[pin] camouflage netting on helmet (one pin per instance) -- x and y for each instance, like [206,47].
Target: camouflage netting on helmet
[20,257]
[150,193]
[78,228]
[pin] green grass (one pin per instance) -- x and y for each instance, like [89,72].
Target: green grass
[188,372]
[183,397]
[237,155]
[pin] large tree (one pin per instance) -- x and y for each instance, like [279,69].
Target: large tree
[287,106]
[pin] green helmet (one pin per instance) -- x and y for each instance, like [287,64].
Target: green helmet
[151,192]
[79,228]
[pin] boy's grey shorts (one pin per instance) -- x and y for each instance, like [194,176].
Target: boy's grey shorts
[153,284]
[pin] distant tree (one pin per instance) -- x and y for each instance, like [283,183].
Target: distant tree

• • • •

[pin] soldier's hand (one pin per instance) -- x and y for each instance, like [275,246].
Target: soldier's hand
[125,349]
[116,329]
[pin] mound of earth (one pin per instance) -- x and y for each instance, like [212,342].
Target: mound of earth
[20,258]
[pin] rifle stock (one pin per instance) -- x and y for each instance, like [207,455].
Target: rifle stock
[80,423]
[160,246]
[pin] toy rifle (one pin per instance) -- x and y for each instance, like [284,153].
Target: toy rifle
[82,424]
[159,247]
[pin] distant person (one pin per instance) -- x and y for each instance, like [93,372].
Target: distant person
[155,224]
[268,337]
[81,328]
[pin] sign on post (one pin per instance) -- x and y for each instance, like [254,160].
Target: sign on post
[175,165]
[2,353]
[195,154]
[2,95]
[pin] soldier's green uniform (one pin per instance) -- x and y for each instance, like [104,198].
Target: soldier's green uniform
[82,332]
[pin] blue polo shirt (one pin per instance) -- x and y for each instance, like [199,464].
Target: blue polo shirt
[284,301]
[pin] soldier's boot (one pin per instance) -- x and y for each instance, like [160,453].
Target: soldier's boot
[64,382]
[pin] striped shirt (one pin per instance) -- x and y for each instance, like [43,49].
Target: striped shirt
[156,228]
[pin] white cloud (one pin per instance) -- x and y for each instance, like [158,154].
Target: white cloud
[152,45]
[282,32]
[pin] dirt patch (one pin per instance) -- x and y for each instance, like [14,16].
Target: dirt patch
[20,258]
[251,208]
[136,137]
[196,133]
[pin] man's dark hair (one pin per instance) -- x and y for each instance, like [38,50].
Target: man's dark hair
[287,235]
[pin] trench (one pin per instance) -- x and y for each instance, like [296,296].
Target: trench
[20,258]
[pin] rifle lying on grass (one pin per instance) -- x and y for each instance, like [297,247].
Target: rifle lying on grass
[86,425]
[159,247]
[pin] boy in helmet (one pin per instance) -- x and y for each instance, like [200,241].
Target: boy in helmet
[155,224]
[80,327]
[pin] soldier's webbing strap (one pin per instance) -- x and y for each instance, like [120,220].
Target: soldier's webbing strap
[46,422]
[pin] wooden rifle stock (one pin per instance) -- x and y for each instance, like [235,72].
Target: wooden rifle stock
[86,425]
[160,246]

• • • •

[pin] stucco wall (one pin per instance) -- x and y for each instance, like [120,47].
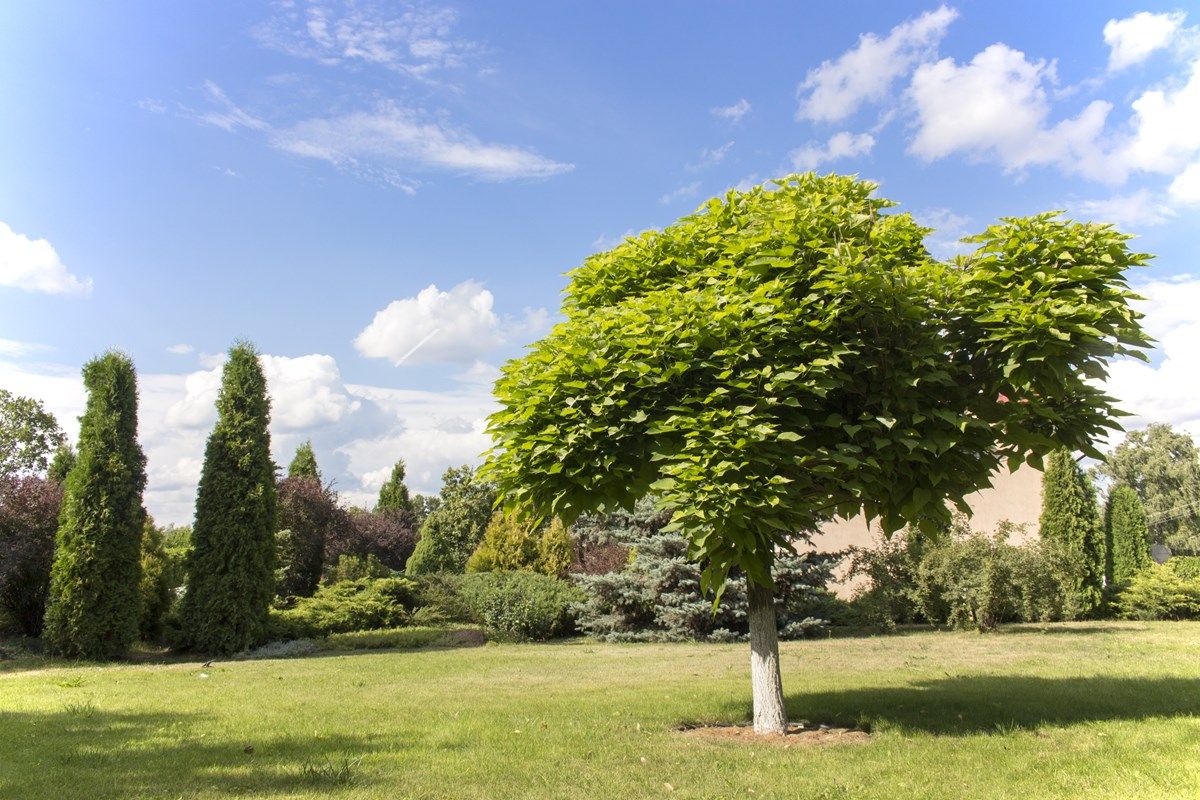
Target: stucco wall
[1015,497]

• • • •

TASK DESCRIPTION> Go to the line with "Target: trench" in the entries above and repeat every line from there through the line with "[pin] soldier's webbing", exactly and with no other text.

SOLUTION>
Target: trench
[20,258]
[pin] rifle lying on grass (one pin per instance) -- x and y for each instance, like [297,247].
Target: rifle lying on grass
[86,425]
[159,247]
[pin] boy in helmet (one pin per instance) -- x and y for each instance, like [200,241].
Target: boy in helmet
[155,224]
[80,327]
[pin] soldier's webbing strap (one pin per instance) -- x and y for each instance, like [120,220].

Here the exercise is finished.